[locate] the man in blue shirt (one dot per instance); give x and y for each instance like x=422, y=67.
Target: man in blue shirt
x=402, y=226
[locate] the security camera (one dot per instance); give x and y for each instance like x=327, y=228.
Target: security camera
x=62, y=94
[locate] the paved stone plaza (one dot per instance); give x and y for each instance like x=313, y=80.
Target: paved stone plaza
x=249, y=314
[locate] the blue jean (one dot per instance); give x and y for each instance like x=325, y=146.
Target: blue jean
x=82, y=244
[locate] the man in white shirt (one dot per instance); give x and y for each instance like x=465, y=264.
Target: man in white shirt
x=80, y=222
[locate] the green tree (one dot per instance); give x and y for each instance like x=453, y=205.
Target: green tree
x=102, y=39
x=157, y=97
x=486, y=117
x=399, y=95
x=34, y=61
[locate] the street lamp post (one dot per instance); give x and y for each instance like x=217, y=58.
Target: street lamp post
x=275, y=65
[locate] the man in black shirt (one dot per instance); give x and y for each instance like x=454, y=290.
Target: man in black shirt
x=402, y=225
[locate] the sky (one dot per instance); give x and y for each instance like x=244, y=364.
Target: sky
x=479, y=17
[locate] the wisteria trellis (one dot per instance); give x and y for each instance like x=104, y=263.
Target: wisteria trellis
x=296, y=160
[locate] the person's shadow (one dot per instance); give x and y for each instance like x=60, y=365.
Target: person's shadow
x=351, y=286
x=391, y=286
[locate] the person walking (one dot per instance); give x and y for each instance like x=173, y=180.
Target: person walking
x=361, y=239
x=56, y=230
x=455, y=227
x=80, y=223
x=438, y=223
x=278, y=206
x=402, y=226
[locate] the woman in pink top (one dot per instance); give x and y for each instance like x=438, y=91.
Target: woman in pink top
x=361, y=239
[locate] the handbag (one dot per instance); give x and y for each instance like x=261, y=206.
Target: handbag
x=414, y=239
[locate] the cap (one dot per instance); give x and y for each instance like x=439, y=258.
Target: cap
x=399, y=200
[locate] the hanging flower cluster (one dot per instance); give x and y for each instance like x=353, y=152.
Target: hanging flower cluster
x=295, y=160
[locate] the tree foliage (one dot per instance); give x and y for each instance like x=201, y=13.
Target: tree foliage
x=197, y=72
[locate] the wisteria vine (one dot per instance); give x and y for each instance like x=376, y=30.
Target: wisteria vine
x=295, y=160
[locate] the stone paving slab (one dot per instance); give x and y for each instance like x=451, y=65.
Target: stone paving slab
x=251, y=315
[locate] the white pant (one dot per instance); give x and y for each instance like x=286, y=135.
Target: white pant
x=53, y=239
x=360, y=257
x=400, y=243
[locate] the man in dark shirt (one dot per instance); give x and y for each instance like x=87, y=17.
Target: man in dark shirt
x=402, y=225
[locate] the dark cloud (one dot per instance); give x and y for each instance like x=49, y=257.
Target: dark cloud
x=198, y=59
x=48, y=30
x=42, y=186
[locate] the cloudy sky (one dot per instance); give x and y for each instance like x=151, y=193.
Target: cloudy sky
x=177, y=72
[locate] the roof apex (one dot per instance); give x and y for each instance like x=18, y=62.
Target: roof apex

Task item.
Retype the lines above, keeping every character.

Exercise output.
[locate] the man in blue shirt (one dot per instance); give x and y for each instance like x=422, y=67.
Target: man in blue shirt
x=402, y=226
[locate] the security camera (one dot per instance); give x and y for each instance like x=327, y=228.
Target: security camera
x=62, y=94
[locate] the paved stone plaza (one dot per instance); give x and y for each instance like x=313, y=80.
Target: paved stone plaza
x=249, y=314
[locate] the blue jean (one dot per instance); give x and y for each instance like x=325, y=146.
Target: blue jean
x=82, y=244
[locate] the man in white shirt (one dot per instance); give x and y for each instance like x=465, y=264.
Target: man in white shirt
x=80, y=222
[locate] the green tree (one dot per instance); give x and y for each instance like x=453, y=205.
Target: green tree
x=102, y=39
x=157, y=97
x=486, y=117
x=399, y=95
x=34, y=61
[locate] the street lamp post (one dot per instance); give x and y for each instance like x=217, y=58.
Target: street lamp post
x=275, y=65
[locate] the man in black shirt (one dot per instance); give x and y for each instance like x=454, y=290.
Target: man in black shirt
x=402, y=225
[locate] the sky (one dot per instance); give x and y for each instance like x=244, y=364.
Target: sky
x=479, y=17
[locate] the wisteria trellis (one dot per instance); give x and y for each instance like x=104, y=263.
Target: wisteria trellis
x=296, y=160
[locate] the person's shadow (one dot per instance); give x and y for each instance like x=60, y=365.
Target: person's shadow
x=351, y=286
x=391, y=286
[locate] the person walking (one dot per instance); give x and y for each instance like x=173, y=180.
Target: person walking
x=361, y=239
x=56, y=230
x=455, y=227
x=80, y=223
x=438, y=223
x=278, y=206
x=402, y=226
[locate] the woman in pink top (one dot per instance); give x and y for each instance like x=438, y=91.
Target: woman in pink top
x=361, y=239
[locate] the handbag (one dot per instance); give x and y for each instance like x=261, y=206.
Target: handbag
x=414, y=239
[locate] the cap (one dot per instance); give x and y for each instance like x=439, y=258.
Target: cap
x=399, y=200
[locate] the hanging flower cluster (one dot per instance); give x and y for each instance like x=353, y=152.
Target: hanging flower cluster
x=295, y=160
[locate] the tree foliage (one dot per instance); give x and y for each instance like x=201, y=13.
Target: tree foliage
x=197, y=72
[locate] the wisteria vine (one dot per instance); give x and y for each instance like x=376, y=30.
Target: wisteria vine
x=295, y=160
[locate] the stone paving slab (one dot per instance); give x and y for each instance like x=451, y=65.
Target: stone paving slab
x=251, y=315
[locate] the white pant (one dot per instance); give x and y for each instance like x=286, y=135.
Target: white pant
x=53, y=239
x=360, y=257
x=400, y=243
[locate] the man in dark shirt (one dot per instance); give x and y for each instance like x=87, y=17.
Target: man in dark shirt
x=402, y=225
[locate] the dark cloud (one dot per instance); give x and y for each instance like x=49, y=257.
Target: dark cloud
x=198, y=59
x=48, y=30
x=42, y=186
[locate] the cloudy sky (one dot per instance); give x and y for each instance like x=151, y=193.
Target: cloudy sky
x=177, y=72
[locate] the roof apex (one dot per instance); give x and y for each instance like x=18, y=62.
Target: roof apex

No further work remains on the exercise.